[A run of records]
[Begin]

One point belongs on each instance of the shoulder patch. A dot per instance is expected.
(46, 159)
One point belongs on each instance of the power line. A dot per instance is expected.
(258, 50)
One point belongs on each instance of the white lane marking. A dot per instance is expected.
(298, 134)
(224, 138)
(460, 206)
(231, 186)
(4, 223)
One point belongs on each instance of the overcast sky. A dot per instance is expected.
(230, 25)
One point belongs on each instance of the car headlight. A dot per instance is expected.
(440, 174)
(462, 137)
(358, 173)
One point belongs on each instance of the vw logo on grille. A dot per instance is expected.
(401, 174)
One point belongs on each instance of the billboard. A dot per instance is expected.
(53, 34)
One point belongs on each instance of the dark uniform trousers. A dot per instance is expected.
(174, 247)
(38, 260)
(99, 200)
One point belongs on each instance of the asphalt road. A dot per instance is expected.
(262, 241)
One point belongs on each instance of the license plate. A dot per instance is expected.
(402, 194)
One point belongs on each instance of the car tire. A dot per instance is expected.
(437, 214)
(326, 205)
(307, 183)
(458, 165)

[End]
[Begin]

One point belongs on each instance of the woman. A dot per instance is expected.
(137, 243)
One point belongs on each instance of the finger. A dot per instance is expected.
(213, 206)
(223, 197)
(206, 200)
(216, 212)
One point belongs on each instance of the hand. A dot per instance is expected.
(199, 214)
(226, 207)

[End]

▶ **Task description**
List every line of the listing above that contains the string "road", treating uppercase and lowercase letters as distinct.

▶ **Solution**
One point belongs on each instance of the asphalt road. A dot per instance is expected.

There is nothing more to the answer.